## [PROMPT]
Exclude the pictures; give every entry again exactly as written.

[Point localization data]
◇ ◇ ◇ ◇
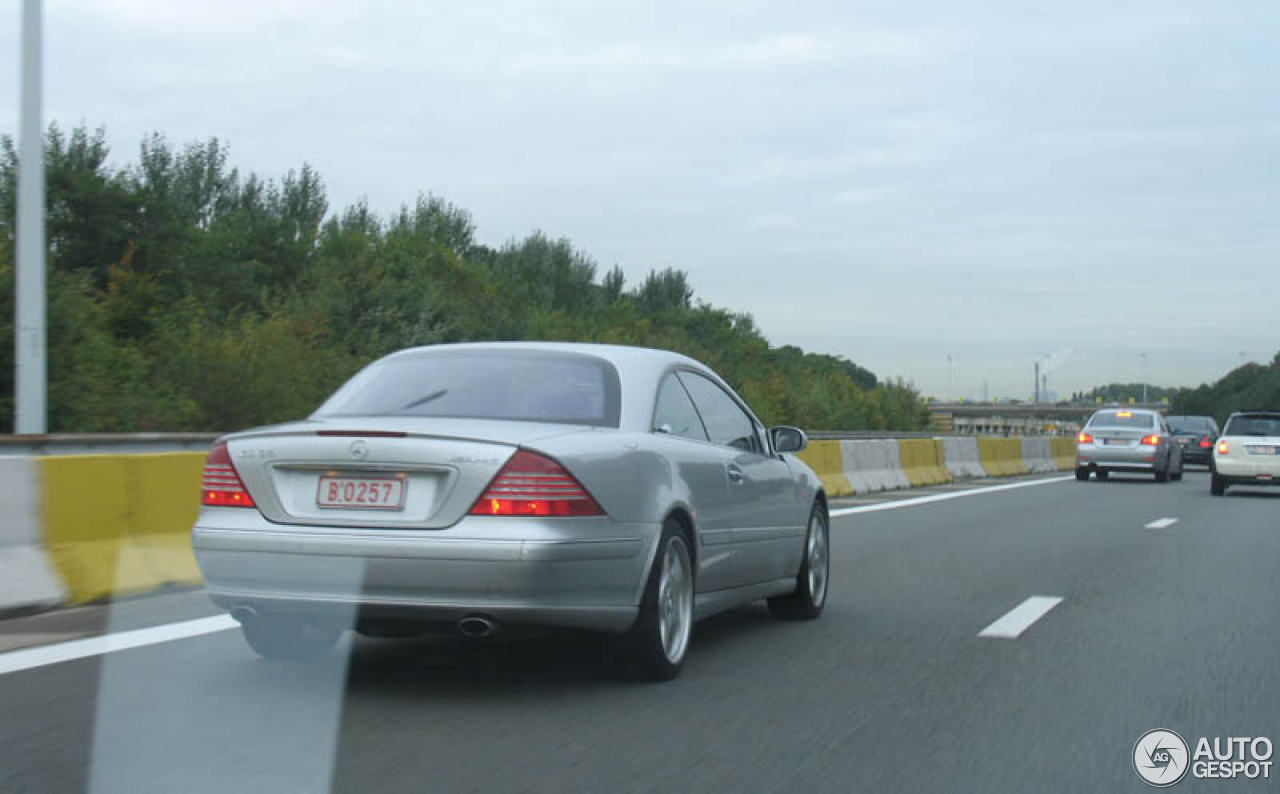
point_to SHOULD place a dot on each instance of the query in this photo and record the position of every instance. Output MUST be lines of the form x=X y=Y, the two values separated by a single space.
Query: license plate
x=361 y=492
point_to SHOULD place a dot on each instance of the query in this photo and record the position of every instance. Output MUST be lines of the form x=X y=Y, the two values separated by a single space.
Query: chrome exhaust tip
x=476 y=626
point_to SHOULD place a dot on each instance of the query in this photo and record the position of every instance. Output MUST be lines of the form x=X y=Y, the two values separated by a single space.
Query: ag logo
x=1160 y=758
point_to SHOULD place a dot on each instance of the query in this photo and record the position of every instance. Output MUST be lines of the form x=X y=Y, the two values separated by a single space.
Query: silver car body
x=432 y=561
x=1112 y=441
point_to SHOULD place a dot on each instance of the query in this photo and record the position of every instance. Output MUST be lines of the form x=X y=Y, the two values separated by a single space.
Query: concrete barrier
x=922 y=461
x=823 y=457
x=1037 y=455
x=873 y=465
x=1001 y=456
x=1064 y=453
x=960 y=456
x=27 y=578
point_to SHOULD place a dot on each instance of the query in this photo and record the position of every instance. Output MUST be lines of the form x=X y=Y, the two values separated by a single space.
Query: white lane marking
x=1020 y=617
x=944 y=497
x=17 y=661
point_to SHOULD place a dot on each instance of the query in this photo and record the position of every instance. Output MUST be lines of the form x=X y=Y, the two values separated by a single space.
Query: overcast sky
x=1091 y=183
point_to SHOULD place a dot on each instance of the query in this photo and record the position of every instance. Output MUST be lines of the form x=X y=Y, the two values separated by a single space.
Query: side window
x=675 y=413
x=726 y=423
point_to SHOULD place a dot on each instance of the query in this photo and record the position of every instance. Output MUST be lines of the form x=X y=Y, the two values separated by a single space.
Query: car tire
x=810 y=593
x=656 y=647
x=288 y=639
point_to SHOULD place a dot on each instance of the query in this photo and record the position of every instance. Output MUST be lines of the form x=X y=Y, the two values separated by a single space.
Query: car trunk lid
x=375 y=471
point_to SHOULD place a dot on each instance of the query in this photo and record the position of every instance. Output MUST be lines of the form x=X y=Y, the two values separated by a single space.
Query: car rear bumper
x=1116 y=460
x=1193 y=453
x=1237 y=473
x=576 y=573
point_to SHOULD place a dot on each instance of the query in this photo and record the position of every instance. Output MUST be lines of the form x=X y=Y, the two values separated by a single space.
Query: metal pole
x=1143 y=377
x=30 y=413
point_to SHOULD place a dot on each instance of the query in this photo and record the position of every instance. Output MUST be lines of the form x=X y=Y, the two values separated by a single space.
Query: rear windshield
x=1123 y=419
x=1253 y=425
x=525 y=386
x=1191 y=424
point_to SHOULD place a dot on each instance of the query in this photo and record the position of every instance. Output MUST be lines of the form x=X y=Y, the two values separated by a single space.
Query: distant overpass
x=1018 y=418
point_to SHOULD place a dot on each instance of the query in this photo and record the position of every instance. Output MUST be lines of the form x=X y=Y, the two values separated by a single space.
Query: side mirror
x=787 y=439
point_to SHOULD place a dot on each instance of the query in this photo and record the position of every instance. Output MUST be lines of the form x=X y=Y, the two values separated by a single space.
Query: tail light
x=533 y=484
x=222 y=486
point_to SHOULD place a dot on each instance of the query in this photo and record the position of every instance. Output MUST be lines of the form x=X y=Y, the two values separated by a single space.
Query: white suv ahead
x=1248 y=451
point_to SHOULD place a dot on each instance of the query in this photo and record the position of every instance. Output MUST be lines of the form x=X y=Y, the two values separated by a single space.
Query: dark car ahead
x=1197 y=436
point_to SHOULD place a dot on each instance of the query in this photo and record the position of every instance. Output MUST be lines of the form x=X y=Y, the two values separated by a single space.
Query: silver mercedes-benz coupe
x=489 y=486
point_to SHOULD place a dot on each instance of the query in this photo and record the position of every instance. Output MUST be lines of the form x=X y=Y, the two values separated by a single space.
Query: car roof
x=618 y=355
x=639 y=368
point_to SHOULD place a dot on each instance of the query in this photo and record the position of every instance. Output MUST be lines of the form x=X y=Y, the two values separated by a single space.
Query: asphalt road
x=892 y=689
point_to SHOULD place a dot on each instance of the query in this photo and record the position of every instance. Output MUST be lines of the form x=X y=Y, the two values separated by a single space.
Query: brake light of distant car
x=533 y=484
x=222 y=486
◇ ◇ ◇ ◇
## [OUTPUT FOR THIS EXERCISE]
point_to SHOULD place a dot on each instance of the query in this photo and record the position of every instance. Output MUST be lines of the form x=X y=Y, the two values separated by a single space.
Query: license plate
x=361 y=492
point_to SHOULD place a dot on each instance of the query in this photo and record the position of every instance. Output MUST be lines of the form x=X y=Y, the two values separated by a single space.
Query: chrome exhaust tip
x=476 y=626
point_to SHOULD place a dot on each instance of the query in this photo and record the position of every instance. Output MUST be lines of the form x=X y=Y, the two values separated by a single space.
Query: ag logo
x=1160 y=758
point_to SHOULD place a dot on each instance of the query in this photo and record the position of every instance. Output MUST be lines of the form x=X y=Y, the two values separated by a single space.
Query: silver car body
x=432 y=561
x=1112 y=441
point_to SHOULD place a dot on each instance of the query in this photo and record the position of every instance. Output MUST be lines of the form x=X y=Y, the two values separated by a single space.
Query: concrete barrier
x=922 y=461
x=823 y=457
x=1037 y=455
x=873 y=465
x=1001 y=456
x=1064 y=453
x=960 y=456
x=27 y=578
point_to SHOULD place a dot on each instance of the query in this photo and record the position of every instance. Output MUST be lines of the form x=X y=Y, the two values separated by a single space.
Query: white lane marking
x=1020 y=617
x=944 y=497
x=17 y=661
point_to SHOULD place a dot on each instance of the query in this photo and record the position of every instance. Output MUST be lines of the form x=X y=Y, the two values separated by a single space.
Query: overcast sky
x=1091 y=183
point_to SHOULD place a dot on each instance of the query in this photo and record the position of every instance. Output MUST be lines of the form x=X y=Y, the two values separated by a single space.
Query: side window
x=675 y=413
x=726 y=423
point_to SHOULD place a dot on each instance of the query in this photo and record the position of every instance. Output MUST be lines of the form x=X y=Y, the two values separated by a single space.
Query: car tire
x=810 y=593
x=656 y=647
x=288 y=639
point_to SHOULD place a dot on each instance of the query in this photo and record the position of every instance. Output MUST be lines of the form x=X y=Y, the two values separated by a single space.
Query: car trunk lid
x=375 y=471
point_to SHOULD place a dot on each instance of the query in this photo and record the position of every instance. Output MUST be lines of the form x=X y=Y, the two values separated by a single space.
Query: car rear bumper
x=1116 y=460
x=1193 y=453
x=1237 y=473
x=576 y=573
point_to SHOULD place a dot on each instance of the query in this photo and record the position of every instance. Output MUST be lines of the form x=X y=Y, the two values separated by a single space.
Query: metal pole
x=1143 y=377
x=30 y=413
point_to SHOULD place a dot on each instance of the query in this photo and record the position of every instance. Output MUST be lines of the form x=X y=Y, the two values separated by a single space.
Query: rear windshield
x=1123 y=419
x=1253 y=425
x=525 y=386
x=1191 y=424
point_to SHOULD place a dot on each instance of the query in this photo and record the position of every instance. Output MUST be lines of the form x=X y=Y, the two values separated by a single space.
Query: distant overpass
x=1018 y=418
point_to SHOULD place a dot on each instance of the query in this photo and record the position of every instance. Output MUST be lines of the form x=X y=Y, the two values separated by a single space.
Query: side mirror
x=787 y=439
point_to SHOULD place a dot on each instance of the query in this photo and record the position of every instance. Output MUST be lines of the form x=X y=Y, the two values separated by a single space.
Query: tail light
x=533 y=484
x=222 y=486
point_to SHOULD place a dot on each instance of the query in this photo and record the position of every instance. Output MUST be lines of the form x=X y=Y, the two values separated by a single space.
Query: white suv ahead
x=1248 y=451
point_to SHOULD place a dot on each instance of the query in this photo and record the position of every instance. Output MUST be lines of the form x=X y=Y, the two values separated by a single space.
Query: dark car ahead
x=1197 y=436
point_to SHOULD place a dot on each instance of the query in this photo and record the position of every instance. Output MUST be lines of the form x=X y=Y, the two values separated by a single space.
Query: silver mercedes-benz coupe
x=489 y=486
point_to SHOULD place a dot on each instance of the query in this photo and record the position of every instance. Output MUST be lines of the form x=X y=Y, the two values separated by a single space.
Query: car roof
x=618 y=355
x=639 y=368
point_to SHOULD place a dot on each instance of the query in this photo and record the position of every instance. Output MUST be lines of the form x=X y=Y, the two values separated by a single space.
Query: asphalt road
x=892 y=689
point_to SHOULD place a dot on each instance of the query in this photo and record the position of every instance. Output MUST be lines of the form x=X y=Y, the two values separated by a single space.
Query: brake light of distant car
x=533 y=484
x=222 y=486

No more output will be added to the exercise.